───── DATA SUMBER

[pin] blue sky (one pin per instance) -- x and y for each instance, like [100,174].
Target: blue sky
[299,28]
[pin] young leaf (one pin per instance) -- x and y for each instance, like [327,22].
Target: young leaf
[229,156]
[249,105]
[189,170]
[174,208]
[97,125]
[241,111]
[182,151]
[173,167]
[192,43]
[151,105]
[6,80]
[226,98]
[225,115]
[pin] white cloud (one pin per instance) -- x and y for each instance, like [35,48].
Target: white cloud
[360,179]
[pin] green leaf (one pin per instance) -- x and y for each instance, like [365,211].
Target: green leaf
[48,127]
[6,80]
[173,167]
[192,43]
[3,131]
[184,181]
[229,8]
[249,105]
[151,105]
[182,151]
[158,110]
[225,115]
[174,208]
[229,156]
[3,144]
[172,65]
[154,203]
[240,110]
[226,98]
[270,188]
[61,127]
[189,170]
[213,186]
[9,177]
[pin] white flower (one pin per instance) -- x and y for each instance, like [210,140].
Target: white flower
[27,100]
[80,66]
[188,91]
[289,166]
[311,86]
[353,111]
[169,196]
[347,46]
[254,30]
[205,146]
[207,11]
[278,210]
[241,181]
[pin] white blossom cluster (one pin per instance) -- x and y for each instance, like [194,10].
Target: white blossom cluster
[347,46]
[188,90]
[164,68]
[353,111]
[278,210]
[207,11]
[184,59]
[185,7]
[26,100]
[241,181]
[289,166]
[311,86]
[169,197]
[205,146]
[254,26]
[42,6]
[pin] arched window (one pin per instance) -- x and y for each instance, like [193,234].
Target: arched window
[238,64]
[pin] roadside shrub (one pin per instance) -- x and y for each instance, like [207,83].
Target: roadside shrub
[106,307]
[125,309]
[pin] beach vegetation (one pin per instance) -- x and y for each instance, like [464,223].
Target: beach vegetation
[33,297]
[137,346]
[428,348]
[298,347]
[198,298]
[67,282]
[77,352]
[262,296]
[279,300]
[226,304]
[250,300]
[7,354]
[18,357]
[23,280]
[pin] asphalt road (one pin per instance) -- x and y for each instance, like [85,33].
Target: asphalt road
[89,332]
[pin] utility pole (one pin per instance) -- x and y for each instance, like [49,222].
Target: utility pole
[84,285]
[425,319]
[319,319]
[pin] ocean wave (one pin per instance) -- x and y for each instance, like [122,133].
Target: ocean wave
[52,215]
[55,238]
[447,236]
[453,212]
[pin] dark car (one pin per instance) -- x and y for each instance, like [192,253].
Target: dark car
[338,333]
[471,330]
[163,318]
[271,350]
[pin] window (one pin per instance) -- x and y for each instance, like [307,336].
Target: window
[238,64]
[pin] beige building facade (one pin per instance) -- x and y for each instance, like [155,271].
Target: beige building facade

──────────

* _TUJUAN TUGAS_: Sunting seluruh materi di atas dengan mengganti "white cloud" menjadi "grey cloud", lalu tuliskan kembali semuanya tanpa mengubah bagian lain.

* _PENYELESAIAN MASALAH_:
[pin] blue sky (one pin per instance) -- x and y for each instance, like [100,174].
Target: blue sky
[299,28]
[pin] young leaf (one pin per instance) -- x and y for each instance, like [327,22].
Target: young leaf
[229,156]
[249,105]
[189,170]
[174,208]
[97,125]
[241,111]
[182,151]
[173,167]
[192,43]
[151,105]
[6,80]
[226,98]
[225,115]
[pin] grey cloud (one pin per instance) -- x and y for each instance, like [35,48].
Target: grey cloud
[360,179]
[pin] green leaf (one pin per instance) -- x and y for each instance, like [365,211].
Target: green leaf
[48,127]
[6,80]
[173,167]
[192,43]
[3,131]
[184,181]
[229,8]
[249,105]
[151,105]
[182,151]
[158,110]
[225,115]
[174,208]
[229,156]
[3,144]
[172,65]
[154,203]
[240,110]
[226,98]
[270,188]
[61,127]
[189,170]
[213,186]
[9,177]
[pin] white flower (one pin per instance) -- x and y for each instance, like [210,140].
Target: white flower
[27,100]
[80,66]
[188,91]
[289,166]
[311,86]
[353,111]
[169,196]
[347,46]
[254,30]
[205,146]
[207,11]
[278,210]
[241,181]
[pin] white blossom cluster (one pin per instance) -- x and y for each instance, like [194,10].
Target: white blossom cluster
[347,46]
[188,90]
[164,68]
[353,111]
[278,210]
[207,11]
[184,59]
[185,7]
[26,100]
[241,181]
[289,166]
[311,86]
[169,197]
[205,146]
[254,26]
[42,6]
[pin] arched window (one pin per instance) -- x and y for each instance, like [193,234].
Target: arched window
[238,64]
[pin] roadside shrub (one pin per instance) -- x and y for each instance, like [207,83].
Target: roadside shrub
[106,307]
[125,309]
[pin] beach vegetation (one pin per instance) -- x and y for each instance, like [464,223].
Target: beach vegetation
[33,297]
[137,346]
[428,348]
[298,347]
[198,298]
[67,282]
[77,352]
[262,296]
[279,300]
[226,304]
[250,300]
[7,354]
[18,357]
[23,280]
[pin] asphalt road (one pin per instance) -- x and y for each instance, like [85,33].
Target: asphalt road
[89,332]
[pin] utility pole (one pin per instance) -- x and y for each instance, like [49,222].
Target: utility pole
[84,285]
[425,319]
[319,319]
[pin] ocean wave (one pin per instance) -- x and y for each instance, like [122,133].
Target: ocean wave
[52,215]
[55,238]
[447,236]
[453,212]
[pin] dark car (one pin per instance) -- x and y for each instance, like [192,253].
Target: dark car
[338,333]
[471,330]
[163,318]
[271,350]
[pin] window (one pin per instance) -- x and y for each instance, like [307,336].
Target: window
[238,64]
[pin] beige building facade (one pin per instance) -- x and y for each instance, like [155,271].
Target: beige building facade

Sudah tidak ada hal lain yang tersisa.